→ **Brief**:
Select every line in the entries below that contains the string "query" and copy each one out. Case counts, so only matches with the same capitalization qualify.
** Start Records provided **
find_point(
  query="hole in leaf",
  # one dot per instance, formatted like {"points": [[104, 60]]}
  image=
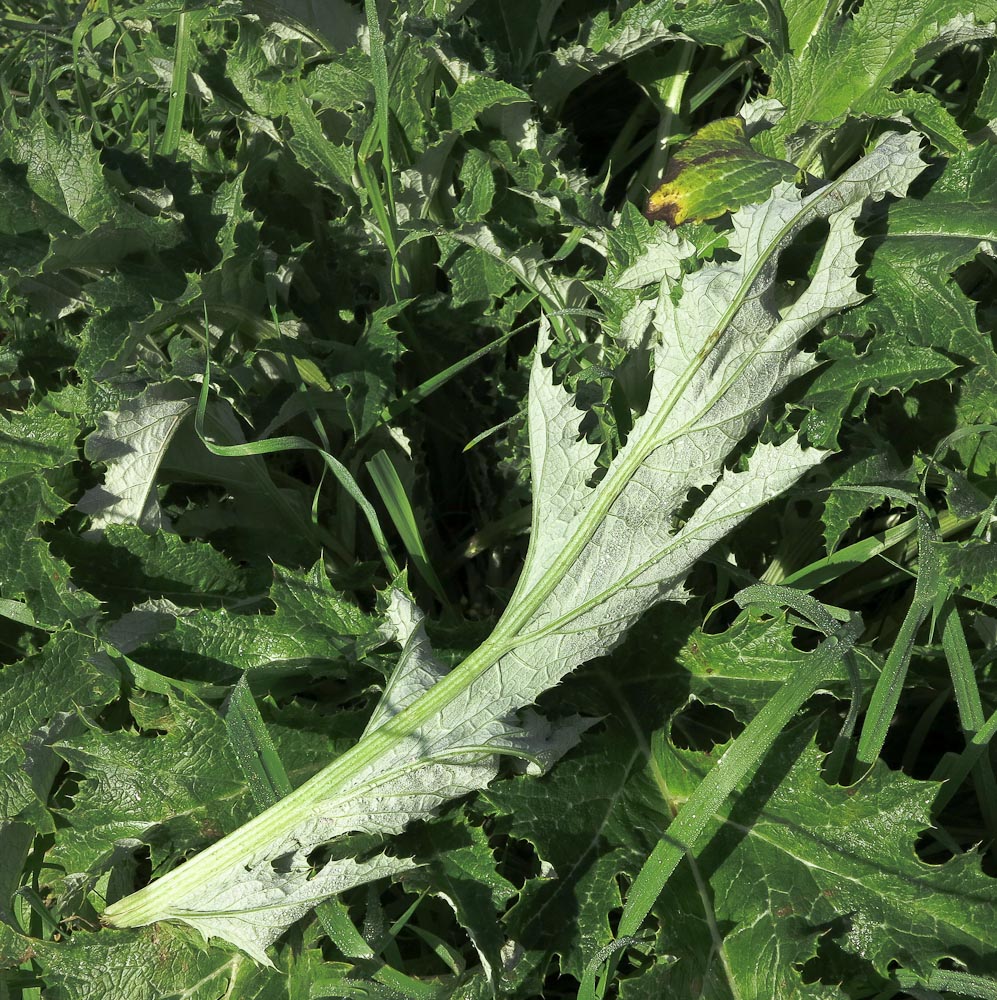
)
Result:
{"points": [[701, 727]]}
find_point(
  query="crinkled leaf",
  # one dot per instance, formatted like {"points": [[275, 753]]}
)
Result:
{"points": [[714, 171], [131, 442], [846, 64], [600, 554]]}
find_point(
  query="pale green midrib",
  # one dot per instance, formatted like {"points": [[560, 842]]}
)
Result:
{"points": [[153, 902]]}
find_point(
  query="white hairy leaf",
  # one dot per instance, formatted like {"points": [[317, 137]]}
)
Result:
{"points": [[602, 551]]}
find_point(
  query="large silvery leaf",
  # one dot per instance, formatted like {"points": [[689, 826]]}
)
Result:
{"points": [[601, 553]]}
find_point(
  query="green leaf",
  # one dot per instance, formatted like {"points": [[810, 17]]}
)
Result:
{"points": [[740, 669], [846, 64], [313, 630], [132, 442], [40, 697], [460, 868], [796, 860], [714, 171], [142, 965], [30, 570], [35, 439], [845, 387], [600, 554]]}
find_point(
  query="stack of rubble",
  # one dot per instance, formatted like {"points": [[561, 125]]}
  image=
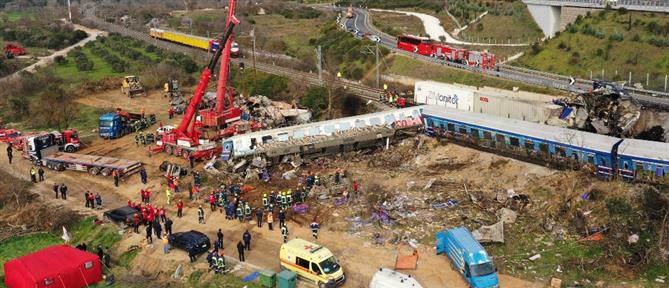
** End Records provided **
→ **Response to this exercise**:
  query="hole in leaf",
  query="crinkled leaf",
  query="pale green midrib",
  query="white hairy leaf",
  query="large silvery leaf",
  query="green leaf",
  query="stack of rubble",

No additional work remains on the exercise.